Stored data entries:
__________

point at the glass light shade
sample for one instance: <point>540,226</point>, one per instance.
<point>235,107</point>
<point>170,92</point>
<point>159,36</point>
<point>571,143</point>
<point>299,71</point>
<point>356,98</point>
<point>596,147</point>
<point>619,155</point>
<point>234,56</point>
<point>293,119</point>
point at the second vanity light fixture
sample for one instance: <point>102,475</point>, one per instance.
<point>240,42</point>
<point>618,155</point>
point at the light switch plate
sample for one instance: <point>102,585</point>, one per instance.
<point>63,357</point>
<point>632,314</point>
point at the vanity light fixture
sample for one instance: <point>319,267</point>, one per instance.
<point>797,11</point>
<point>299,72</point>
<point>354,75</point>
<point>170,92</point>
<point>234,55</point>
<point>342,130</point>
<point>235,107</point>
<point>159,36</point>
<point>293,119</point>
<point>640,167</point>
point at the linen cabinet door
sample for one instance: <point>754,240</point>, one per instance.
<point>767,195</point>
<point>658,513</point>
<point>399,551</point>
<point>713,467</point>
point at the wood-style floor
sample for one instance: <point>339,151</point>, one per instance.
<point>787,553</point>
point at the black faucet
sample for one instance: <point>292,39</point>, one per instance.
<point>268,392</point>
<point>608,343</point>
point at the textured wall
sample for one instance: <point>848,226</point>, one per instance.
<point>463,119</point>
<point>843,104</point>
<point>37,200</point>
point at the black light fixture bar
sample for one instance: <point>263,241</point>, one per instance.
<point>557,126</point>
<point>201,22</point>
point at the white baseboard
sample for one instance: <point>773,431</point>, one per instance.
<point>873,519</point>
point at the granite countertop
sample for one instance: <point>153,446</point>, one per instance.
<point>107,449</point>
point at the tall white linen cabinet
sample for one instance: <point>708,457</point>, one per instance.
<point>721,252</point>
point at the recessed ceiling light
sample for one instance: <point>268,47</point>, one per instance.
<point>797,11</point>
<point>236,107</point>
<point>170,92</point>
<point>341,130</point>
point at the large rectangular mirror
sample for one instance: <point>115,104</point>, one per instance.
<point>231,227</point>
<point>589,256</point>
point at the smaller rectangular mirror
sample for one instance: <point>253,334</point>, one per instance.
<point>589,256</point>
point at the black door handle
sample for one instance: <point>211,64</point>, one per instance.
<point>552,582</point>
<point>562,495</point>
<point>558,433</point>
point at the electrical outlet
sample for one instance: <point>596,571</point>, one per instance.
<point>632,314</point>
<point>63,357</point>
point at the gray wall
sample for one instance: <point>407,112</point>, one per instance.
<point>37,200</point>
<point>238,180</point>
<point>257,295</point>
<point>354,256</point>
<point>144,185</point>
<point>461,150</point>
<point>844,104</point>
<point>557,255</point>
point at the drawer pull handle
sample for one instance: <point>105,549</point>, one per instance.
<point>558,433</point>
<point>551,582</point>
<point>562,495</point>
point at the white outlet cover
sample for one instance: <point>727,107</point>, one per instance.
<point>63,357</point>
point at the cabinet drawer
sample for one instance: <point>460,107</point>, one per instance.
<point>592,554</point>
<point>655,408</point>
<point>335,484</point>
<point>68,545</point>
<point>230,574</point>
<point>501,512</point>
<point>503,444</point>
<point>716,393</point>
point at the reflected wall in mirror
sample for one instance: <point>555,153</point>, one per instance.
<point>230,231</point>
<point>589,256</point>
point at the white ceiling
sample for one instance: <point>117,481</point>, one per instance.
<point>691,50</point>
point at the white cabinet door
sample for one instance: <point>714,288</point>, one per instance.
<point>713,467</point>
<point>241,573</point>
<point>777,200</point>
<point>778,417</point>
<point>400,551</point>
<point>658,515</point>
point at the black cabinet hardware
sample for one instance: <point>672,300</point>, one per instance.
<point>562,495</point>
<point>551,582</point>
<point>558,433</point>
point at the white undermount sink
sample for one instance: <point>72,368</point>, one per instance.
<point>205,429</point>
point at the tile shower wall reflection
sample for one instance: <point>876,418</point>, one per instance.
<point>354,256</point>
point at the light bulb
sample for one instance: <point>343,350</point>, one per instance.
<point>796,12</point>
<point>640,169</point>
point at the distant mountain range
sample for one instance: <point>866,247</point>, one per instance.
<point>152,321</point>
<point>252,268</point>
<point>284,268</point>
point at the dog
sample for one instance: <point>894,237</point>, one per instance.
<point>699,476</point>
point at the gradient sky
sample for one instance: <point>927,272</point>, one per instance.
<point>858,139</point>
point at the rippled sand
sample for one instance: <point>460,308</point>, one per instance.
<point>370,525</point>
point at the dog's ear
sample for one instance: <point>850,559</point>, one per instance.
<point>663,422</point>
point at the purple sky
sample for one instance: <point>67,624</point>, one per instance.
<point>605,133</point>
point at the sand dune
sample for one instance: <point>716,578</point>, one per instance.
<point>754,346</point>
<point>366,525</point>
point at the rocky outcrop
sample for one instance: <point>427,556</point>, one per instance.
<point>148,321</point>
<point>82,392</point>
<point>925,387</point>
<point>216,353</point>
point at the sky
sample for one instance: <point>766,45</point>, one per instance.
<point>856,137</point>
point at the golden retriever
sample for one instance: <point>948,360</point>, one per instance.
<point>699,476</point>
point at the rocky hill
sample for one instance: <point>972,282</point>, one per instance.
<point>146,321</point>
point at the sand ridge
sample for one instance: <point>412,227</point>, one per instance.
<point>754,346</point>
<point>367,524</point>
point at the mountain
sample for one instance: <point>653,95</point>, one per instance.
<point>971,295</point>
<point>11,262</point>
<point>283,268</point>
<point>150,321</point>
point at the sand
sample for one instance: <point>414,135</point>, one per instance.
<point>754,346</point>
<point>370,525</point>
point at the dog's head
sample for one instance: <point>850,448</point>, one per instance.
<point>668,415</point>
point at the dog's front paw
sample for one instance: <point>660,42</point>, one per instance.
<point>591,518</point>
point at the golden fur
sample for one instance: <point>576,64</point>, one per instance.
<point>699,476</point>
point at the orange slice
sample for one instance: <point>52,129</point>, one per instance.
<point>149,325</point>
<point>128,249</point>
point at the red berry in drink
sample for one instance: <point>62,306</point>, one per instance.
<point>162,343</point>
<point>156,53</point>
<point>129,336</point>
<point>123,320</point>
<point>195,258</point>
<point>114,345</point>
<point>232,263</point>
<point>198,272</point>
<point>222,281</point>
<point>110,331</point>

__________

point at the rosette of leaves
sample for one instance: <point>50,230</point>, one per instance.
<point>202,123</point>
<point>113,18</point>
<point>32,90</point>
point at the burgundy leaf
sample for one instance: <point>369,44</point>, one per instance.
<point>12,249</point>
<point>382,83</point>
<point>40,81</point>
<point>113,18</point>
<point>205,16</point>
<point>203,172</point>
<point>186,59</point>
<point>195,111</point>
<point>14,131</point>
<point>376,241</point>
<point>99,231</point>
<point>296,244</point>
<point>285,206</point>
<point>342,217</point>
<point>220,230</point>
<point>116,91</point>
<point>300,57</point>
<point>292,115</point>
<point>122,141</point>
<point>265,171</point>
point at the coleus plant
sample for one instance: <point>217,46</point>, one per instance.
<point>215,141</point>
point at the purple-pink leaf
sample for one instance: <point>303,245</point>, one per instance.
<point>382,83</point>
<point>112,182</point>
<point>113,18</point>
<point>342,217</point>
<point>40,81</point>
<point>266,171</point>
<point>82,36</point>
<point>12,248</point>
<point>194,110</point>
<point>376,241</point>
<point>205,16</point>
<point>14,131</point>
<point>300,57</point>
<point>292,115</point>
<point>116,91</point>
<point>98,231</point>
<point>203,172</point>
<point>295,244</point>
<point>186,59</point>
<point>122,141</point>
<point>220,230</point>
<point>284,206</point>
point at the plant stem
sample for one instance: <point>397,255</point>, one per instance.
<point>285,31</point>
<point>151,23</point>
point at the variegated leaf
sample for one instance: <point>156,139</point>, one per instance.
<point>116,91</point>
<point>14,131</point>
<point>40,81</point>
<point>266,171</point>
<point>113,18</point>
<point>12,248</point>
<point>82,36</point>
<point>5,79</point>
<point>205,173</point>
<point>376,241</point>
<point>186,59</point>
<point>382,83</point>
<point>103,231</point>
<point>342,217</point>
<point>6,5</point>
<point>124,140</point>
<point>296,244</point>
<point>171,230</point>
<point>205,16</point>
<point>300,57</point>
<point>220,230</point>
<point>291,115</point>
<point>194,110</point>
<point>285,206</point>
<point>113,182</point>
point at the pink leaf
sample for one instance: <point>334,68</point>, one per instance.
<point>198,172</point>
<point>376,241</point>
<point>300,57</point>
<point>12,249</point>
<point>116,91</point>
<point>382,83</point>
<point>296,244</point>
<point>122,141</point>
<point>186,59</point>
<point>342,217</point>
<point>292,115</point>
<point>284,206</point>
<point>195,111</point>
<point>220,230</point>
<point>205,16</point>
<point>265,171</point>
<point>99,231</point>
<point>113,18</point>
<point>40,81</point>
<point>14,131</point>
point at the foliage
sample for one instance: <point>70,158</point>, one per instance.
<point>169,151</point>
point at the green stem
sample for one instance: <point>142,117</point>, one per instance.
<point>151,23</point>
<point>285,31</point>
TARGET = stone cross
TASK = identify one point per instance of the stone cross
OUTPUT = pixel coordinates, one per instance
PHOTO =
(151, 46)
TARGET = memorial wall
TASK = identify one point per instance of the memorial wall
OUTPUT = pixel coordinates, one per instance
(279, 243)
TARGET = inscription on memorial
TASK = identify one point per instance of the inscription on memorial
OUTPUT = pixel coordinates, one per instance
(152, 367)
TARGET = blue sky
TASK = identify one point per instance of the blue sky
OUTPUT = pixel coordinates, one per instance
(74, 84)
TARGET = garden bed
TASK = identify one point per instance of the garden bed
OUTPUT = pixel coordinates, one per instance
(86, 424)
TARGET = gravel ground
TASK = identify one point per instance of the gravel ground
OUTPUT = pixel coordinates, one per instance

__________

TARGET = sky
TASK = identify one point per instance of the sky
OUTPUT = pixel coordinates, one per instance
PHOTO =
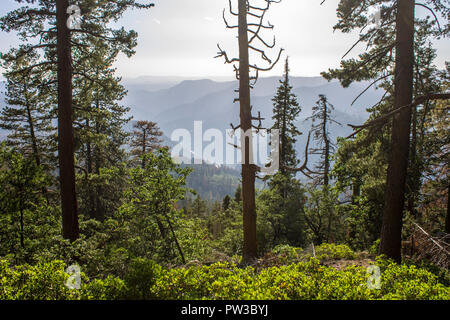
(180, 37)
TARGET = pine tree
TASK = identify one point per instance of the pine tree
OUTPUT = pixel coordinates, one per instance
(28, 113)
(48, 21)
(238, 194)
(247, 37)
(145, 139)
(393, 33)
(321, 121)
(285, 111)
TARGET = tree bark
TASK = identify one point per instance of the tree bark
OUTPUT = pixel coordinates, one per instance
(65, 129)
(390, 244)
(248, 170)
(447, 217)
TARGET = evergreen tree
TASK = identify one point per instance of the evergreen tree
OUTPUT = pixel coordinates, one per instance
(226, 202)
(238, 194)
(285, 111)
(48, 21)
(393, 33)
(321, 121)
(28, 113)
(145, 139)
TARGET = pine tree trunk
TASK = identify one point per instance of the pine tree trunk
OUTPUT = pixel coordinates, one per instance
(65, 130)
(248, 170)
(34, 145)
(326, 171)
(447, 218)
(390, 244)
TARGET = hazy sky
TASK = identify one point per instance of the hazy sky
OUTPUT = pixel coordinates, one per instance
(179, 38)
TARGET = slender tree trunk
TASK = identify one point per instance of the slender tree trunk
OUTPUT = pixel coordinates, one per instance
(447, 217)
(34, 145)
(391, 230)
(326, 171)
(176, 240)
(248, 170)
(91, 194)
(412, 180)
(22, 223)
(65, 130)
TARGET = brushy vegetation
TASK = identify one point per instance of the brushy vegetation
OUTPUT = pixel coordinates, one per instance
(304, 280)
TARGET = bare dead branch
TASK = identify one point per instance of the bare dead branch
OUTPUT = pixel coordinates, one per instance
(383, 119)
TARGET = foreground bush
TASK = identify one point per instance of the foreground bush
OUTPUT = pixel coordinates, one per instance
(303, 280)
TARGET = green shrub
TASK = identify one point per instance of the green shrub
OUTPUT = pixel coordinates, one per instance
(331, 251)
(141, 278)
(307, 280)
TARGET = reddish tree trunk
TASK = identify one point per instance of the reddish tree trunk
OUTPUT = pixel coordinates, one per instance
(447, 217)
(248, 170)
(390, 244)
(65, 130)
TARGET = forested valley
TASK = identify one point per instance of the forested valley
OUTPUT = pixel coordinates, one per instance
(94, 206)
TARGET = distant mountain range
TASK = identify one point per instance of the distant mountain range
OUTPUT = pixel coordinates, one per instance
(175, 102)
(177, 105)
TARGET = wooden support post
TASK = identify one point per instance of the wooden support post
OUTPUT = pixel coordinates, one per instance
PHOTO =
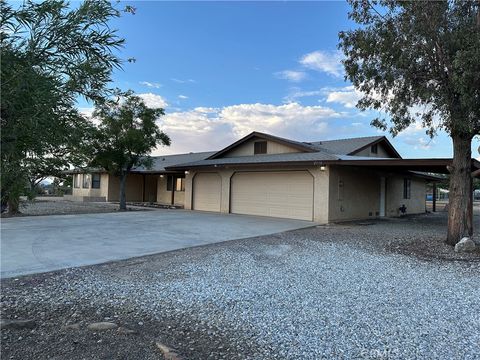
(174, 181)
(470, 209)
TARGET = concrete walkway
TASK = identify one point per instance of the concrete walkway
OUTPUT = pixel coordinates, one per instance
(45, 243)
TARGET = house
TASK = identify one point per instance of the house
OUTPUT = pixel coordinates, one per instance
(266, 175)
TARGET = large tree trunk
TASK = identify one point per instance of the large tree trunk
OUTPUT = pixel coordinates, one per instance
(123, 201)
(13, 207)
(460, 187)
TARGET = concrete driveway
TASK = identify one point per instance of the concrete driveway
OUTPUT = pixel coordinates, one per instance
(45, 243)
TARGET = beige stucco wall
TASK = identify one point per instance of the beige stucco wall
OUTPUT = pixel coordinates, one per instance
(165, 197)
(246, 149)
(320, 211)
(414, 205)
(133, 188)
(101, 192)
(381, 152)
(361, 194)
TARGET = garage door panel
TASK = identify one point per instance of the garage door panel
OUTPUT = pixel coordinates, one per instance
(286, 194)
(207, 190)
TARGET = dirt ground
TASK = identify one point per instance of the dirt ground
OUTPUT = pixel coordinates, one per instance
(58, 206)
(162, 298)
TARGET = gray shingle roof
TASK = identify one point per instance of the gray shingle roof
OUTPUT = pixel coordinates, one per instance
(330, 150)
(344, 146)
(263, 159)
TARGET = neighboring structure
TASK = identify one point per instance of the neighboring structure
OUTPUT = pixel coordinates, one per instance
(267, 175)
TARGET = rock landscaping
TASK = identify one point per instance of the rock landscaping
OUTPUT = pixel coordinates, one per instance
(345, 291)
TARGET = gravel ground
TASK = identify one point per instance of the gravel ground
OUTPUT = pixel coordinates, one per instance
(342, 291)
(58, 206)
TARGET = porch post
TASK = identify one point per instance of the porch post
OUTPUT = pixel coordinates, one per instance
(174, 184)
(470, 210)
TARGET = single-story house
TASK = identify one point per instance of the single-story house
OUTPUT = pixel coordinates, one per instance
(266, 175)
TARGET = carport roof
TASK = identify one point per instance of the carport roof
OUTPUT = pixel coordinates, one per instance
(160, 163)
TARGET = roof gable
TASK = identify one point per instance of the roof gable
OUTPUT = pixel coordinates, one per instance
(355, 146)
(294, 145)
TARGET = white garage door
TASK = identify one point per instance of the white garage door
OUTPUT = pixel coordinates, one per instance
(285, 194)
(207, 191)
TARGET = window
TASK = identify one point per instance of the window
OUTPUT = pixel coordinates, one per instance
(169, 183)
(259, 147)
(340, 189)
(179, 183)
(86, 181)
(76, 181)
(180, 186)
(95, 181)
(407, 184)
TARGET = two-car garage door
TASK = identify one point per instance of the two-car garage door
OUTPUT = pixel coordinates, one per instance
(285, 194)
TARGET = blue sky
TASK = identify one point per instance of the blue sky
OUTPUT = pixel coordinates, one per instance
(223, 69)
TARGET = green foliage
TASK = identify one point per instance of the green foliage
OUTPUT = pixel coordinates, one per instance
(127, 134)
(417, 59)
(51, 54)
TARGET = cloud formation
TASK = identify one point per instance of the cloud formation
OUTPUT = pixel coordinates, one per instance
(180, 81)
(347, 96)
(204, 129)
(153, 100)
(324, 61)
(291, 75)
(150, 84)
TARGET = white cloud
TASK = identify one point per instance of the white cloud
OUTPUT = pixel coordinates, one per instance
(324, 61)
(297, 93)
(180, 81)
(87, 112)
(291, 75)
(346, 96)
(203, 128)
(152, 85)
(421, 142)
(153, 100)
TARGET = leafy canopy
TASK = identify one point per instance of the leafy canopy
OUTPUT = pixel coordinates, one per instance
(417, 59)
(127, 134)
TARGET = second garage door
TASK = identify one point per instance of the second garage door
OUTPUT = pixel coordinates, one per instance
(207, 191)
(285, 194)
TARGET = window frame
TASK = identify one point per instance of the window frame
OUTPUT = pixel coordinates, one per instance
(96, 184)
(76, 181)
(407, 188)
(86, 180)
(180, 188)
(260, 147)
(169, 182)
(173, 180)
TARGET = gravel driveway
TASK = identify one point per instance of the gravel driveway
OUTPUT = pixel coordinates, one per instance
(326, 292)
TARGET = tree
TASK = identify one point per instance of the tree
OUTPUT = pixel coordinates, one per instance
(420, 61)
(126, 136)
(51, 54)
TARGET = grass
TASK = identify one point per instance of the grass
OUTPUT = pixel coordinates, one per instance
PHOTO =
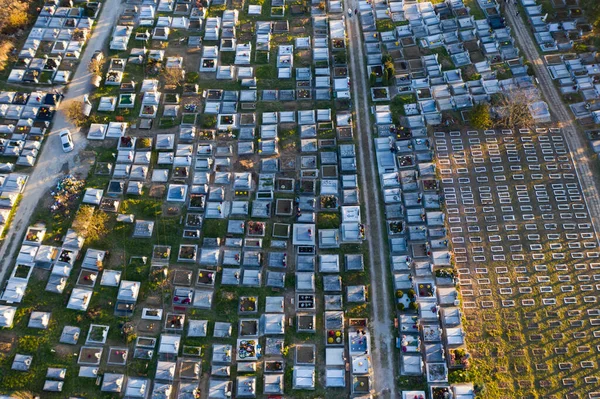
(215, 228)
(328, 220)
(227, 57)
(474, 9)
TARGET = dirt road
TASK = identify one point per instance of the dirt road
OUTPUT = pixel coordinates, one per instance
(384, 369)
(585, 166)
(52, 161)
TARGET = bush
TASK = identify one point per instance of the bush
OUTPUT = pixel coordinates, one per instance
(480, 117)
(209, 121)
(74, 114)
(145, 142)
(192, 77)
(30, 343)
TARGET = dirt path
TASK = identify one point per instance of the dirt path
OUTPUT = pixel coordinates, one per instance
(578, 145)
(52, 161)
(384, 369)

__________

Requirements: Render the lines from the one containing "point at the glass light shade" through the one containing "<point>873,519</point>", both included, as a numbered list with blank lines omitted.

Task response:
1. point at the glass light shade
2. sample for one instance: <point>540,226</point>, one per instance.
3. <point>235,107</point>
4. <point>170,92</point>
5. <point>159,36</point>
6. <point>571,143</point>
7. <point>299,71</point>
8. <point>356,98</point>
9. <point>596,147</point>
10. <point>619,155</point>
11. <point>234,56</point>
12. <point>293,119</point>
13. point at the second vanity light fixture
14. sample for one instance: <point>102,475</point>, one per instance.
15. <point>240,42</point>
16. <point>618,155</point>
17. point at the light switch plate
18. sample for one instance: <point>102,585</point>, one per instance.
19. <point>63,357</point>
20. <point>632,314</point>
21. point at the vanity light fixture
22. sample for one instance: <point>319,267</point>, one per instance.
23. <point>797,11</point>
24. <point>299,72</point>
25. <point>354,75</point>
26. <point>170,92</point>
27. <point>234,55</point>
28. <point>342,130</point>
29. <point>235,107</point>
30. <point>159,36</point>
31. <point>293,119</point>
32. <point>640,167</point>
33. point at the linen cabinet door
34. sample for one instance: <point>754,240</point>, one per instance.
35. <point>767,195</point>
36. <point>658,513</point>
37. <point>399,551</point>
38. <point>713,467</point>
39. point at the wood-style floor
40. sample for one instance: <point>339,151</point>, one per instance.
41. <point>787,553</point>
42. point at the black faucet
43. sample for one instance: <point>292,39</point>, one per instance.
44. <point>268,392</point>
45. <point>608,343</point>
46. point at the textured wall
47. sample for one instance: <point>848,226</point>, one per instance.
48. <point>463,119</point>
49. <point>843,104</point>
50. <point>37,200</point>
51. point at the black light fixture bar
52. sample for one instance: <point>263,241</point>, one per instance.
53. <point>557,126</point>
54. <point>201,22</point>
55. point at the white baseboard
56. sample for one instance: <point>773,431</point>, one per instance.
57. <point>873,519</point>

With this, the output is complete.